## Task statement:
Take the line that contains "Objective — one dot per instance of the blue shipping" and all lines after it, up to and including the last line of the data, and write them out exactly; nothing else belongs in the answer.

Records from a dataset

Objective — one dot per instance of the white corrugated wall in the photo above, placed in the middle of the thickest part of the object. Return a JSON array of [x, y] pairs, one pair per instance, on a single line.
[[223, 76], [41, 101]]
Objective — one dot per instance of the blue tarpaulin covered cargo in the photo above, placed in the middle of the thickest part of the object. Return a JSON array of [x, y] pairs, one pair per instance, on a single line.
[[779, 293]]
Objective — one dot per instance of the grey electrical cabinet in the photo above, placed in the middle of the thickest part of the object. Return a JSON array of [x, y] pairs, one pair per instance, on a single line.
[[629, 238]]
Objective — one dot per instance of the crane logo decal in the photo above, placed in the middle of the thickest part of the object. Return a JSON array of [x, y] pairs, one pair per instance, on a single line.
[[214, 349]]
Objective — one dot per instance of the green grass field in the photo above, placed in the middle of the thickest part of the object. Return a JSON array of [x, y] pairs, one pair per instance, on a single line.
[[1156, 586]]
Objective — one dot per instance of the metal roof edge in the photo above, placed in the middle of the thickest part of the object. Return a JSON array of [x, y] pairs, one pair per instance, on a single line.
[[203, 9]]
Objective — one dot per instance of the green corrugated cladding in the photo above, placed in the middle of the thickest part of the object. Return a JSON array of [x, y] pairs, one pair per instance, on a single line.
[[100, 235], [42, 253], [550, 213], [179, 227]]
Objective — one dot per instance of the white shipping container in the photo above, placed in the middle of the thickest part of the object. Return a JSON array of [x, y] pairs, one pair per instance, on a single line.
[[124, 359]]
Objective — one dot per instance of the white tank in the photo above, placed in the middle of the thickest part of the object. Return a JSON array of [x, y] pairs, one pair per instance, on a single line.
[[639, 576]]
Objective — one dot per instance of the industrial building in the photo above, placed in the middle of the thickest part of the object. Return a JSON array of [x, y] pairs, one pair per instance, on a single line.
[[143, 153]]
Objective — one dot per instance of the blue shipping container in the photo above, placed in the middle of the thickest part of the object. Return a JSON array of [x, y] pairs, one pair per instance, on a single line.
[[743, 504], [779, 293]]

## Your solution:
Objective — one dot per instance of the blue shipping container in the photo above, placed in the middle of the thickest part of the object. Return a JSON array of [x, y] pairs, one pair per instance, on a single line.
[[743, 504], [779, 293]]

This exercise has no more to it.